- **PAGE TEXT**
────────────────

Fixed issues you pointed out and attached v2 patch.
> On Sun, 9 Feb 2025 at 19:05, Tom Lane <tgl(at)sss(dot)pgh(dot)pa(dot)us> wrote:
>>
>> Andres Freund <andres(at)anarazel(dot)de> writes:
>> > I'm somewhat against this patch, as it's fairly fundamentally incompatible
>> > with AIO. There's no real way to get information in this manner if the IO
>> > isn't executed synchronously in process context...
>
> Hmm, I had not considered how this would interact with your AIO work.
> I agree that getting this info would be hard/impossible to do
> efficiently, when IOs are done by background IO processes that
> interleave IOs from different queries. But I'd expect that AIOs that
> are done using iouring would be tracked correctly without having to
> change this code at all (because I assume those are done from the
> query backend process).
>
> One other thought: I think the primary benefit of this feature is
> being able to see how many read IOs actually hit the disk, as opposed
> to hitting OS page cache. That benefit disappears when using Direct
> IO, because then there's no OS page cache.
>
> How many years away do you think that widespread general use of
> AIO+Direct IO is, though? I think that for the N years from now until
> then, it would be very nice to have this feature to help debug query
> performance problems. Then once the numbers become too
> inaccurate/useless at some point, we could simply remove them again.
AIO efforts are something I haven't fully grasped yet, but Jelte's
comments seem reasonable to me.
Of course, as someone proposing this, I'm naturally biased toward
thinking it’s beneficial.
What do you think?
>> Even without looking ahead to AIO, there's bgwriter, walwriter, and
>> checkpointer processes that all take I/O load away from foreground
>> processes. I don't really believe that this will produce useful
>> numbers.
>
> The bgwriter, walwriter, and checkpointer should only take away
> *write* IOs. For read IOs the numbers should be very accurate and as
> explained above read IOs is where I think the primary benefit of this
> feature is.
>
> But even for write IOs I think the numbers would be useful when
> looking at them with the goal of finding out why a particular query is
> slow: If the bgwriter or checkpointer do the writes, then the query
> should be roughly as fast as if no writes to the disk had taken place
> at all, but if the query process does the writes then those writes are
> probably blocking further execution of the query and thus slowing it
> down.
I agree with this as well.

────────────────

- **REQUIREMENT A**
Update the email from "AIO efforts are" down to "do you think?" by replacing "reasonable" with "sensible".

────────────────

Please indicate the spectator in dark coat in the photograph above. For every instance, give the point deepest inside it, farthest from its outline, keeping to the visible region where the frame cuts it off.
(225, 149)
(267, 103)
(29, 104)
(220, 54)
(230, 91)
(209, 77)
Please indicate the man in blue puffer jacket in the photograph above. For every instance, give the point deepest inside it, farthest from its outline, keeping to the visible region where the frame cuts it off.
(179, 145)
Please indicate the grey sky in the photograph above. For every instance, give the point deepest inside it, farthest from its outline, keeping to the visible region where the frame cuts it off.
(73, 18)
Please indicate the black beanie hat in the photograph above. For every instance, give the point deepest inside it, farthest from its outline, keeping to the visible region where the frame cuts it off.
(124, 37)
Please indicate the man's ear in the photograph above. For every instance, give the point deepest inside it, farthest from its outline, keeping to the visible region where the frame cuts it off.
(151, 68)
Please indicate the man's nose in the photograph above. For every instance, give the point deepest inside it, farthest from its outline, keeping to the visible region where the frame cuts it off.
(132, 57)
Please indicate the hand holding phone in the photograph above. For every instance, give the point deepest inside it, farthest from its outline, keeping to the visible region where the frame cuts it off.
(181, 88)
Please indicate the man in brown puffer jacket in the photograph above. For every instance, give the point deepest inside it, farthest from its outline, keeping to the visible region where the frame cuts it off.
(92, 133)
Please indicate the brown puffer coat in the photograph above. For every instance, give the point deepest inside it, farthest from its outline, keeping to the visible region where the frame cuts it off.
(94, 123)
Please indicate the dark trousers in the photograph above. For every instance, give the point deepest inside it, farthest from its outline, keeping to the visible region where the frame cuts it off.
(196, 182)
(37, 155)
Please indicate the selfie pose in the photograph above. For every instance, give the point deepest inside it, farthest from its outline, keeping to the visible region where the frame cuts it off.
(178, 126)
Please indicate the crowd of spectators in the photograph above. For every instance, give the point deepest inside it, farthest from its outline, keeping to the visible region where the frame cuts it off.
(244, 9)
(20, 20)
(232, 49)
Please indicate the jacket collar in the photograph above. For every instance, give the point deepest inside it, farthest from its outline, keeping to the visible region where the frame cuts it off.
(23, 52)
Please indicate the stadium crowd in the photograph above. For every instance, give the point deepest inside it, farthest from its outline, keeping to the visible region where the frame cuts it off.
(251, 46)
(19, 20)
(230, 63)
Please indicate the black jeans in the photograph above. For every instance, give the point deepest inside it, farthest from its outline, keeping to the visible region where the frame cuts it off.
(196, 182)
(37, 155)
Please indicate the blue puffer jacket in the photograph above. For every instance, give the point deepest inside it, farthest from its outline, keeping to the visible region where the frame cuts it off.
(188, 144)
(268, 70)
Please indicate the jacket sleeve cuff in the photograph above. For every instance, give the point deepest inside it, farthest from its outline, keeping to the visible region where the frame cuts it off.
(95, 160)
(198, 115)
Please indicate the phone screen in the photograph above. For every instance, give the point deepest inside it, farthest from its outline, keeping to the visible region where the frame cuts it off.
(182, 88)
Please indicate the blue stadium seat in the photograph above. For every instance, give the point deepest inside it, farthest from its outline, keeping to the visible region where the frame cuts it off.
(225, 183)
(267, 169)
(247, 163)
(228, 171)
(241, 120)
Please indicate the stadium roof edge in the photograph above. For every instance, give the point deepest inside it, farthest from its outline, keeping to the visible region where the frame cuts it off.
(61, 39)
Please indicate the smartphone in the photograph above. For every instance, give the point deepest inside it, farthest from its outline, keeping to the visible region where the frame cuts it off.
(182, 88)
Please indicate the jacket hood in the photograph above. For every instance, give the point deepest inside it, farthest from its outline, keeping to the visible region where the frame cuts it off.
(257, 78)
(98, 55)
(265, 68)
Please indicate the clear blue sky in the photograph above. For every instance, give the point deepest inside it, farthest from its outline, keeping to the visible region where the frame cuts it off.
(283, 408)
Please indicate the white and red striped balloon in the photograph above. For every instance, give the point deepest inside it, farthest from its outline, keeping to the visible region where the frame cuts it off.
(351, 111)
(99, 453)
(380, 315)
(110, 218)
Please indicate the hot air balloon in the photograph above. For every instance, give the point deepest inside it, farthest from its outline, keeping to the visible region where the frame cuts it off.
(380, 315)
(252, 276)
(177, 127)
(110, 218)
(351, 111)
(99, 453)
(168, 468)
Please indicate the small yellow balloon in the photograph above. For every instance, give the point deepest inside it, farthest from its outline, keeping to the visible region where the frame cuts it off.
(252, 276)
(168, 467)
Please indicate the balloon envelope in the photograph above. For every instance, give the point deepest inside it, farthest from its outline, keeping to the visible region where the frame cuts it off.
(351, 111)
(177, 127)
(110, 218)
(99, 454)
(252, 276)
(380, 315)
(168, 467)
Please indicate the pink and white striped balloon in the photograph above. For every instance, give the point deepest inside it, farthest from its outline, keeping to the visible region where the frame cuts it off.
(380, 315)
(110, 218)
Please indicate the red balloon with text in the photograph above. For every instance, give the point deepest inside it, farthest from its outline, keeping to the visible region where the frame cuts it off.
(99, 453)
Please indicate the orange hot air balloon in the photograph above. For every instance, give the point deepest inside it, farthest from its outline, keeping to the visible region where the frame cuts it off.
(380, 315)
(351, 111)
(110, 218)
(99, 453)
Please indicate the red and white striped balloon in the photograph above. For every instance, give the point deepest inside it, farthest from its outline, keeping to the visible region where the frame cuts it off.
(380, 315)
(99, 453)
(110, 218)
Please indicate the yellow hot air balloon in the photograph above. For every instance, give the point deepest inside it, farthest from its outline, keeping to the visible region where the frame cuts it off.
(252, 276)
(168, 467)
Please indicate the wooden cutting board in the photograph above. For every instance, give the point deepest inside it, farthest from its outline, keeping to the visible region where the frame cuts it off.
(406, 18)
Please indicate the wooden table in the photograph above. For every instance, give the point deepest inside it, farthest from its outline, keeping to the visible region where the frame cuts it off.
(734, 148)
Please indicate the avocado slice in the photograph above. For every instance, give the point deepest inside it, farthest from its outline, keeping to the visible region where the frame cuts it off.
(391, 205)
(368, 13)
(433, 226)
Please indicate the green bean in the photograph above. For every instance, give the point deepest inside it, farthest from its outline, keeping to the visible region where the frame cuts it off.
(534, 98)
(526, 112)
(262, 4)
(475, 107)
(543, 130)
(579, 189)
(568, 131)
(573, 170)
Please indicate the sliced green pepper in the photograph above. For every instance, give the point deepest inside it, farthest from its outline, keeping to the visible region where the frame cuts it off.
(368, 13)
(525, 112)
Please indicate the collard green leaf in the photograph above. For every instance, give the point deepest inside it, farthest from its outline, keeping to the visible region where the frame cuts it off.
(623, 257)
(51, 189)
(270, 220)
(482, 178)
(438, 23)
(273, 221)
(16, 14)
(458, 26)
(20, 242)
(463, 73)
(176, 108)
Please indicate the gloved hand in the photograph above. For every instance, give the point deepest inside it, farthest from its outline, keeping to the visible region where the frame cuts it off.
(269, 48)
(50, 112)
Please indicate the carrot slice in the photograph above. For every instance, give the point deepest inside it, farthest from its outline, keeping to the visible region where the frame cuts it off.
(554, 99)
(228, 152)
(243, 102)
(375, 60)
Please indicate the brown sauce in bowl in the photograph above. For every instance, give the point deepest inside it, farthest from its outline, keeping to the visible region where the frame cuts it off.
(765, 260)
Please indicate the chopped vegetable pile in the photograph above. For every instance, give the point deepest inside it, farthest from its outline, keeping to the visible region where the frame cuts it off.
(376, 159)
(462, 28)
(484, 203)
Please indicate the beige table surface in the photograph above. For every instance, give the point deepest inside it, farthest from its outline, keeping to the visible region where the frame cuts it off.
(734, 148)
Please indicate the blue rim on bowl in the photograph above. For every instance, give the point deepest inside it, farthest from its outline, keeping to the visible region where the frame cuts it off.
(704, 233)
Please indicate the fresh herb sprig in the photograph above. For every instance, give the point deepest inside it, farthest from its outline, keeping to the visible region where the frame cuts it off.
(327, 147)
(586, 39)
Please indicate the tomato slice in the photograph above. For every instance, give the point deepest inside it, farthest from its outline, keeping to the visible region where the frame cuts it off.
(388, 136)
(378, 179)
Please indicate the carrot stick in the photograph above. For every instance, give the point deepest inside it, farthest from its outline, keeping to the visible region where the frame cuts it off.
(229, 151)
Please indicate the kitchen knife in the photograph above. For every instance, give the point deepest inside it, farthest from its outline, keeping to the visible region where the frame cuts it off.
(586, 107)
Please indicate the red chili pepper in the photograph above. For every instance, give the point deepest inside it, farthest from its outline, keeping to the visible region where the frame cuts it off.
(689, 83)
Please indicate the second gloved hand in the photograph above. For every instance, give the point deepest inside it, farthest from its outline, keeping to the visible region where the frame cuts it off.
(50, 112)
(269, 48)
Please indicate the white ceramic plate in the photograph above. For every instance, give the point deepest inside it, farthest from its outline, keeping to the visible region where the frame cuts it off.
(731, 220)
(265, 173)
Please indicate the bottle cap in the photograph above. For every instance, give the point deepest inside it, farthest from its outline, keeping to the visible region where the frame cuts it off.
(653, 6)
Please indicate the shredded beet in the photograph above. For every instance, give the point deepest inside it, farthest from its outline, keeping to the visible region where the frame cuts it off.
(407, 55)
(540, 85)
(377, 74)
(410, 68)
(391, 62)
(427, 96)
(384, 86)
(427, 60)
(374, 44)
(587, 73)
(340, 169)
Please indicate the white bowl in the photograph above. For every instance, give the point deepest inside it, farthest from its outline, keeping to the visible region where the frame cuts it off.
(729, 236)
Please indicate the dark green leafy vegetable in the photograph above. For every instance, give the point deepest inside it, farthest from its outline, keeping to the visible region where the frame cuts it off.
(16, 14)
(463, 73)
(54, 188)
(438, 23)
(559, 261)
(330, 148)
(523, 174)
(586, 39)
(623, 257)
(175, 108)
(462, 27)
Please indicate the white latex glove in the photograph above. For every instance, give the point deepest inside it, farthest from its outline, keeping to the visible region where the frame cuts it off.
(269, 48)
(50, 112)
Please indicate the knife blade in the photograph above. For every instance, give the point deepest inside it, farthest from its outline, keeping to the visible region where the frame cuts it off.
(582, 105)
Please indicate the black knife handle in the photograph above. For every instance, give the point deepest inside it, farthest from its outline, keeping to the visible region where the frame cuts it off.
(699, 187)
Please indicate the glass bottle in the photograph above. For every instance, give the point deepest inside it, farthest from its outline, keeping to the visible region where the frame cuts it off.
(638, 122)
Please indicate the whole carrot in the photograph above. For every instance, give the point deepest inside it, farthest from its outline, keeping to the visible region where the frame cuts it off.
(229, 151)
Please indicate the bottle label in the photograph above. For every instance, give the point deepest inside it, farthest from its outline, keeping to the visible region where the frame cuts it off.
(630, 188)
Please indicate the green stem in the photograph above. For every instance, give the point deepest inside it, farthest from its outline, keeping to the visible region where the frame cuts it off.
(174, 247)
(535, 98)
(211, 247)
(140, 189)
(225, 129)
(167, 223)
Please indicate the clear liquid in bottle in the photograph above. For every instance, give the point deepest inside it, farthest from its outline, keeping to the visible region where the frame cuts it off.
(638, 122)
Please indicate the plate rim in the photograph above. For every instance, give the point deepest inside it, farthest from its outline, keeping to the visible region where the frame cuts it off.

────────────────

- **REQUIREMENT B**
List every line of the records that contains the string "stadium".

- **CORRECT OUTPUT A**
AIO efforts are something I haven't fully grasped yet, but Jelte's
comments seem sensible to me.
Of course, as someone proposing this, I'm naturally biased toward
thinking it’s beneficial.
What do you think?

- **CORRECT OUTPUT B**
Please indicate the stadium crowd in the photograph above. For every instance, give the point deepest inside it, farthest from its outline, keeping to the visible region where the frame cuts it off.
Please indicate the blue stadium seat in the photograph above. For every instance, give the point deepest inside it, farthest from its outline, keeping to the visible region where the frame cuts it off.
Please indicate the stadium roof edge in the photograph above. For every instance, give the point deepest inside it, farthest from its outline, keeping to the visible region where the frame cuts it off.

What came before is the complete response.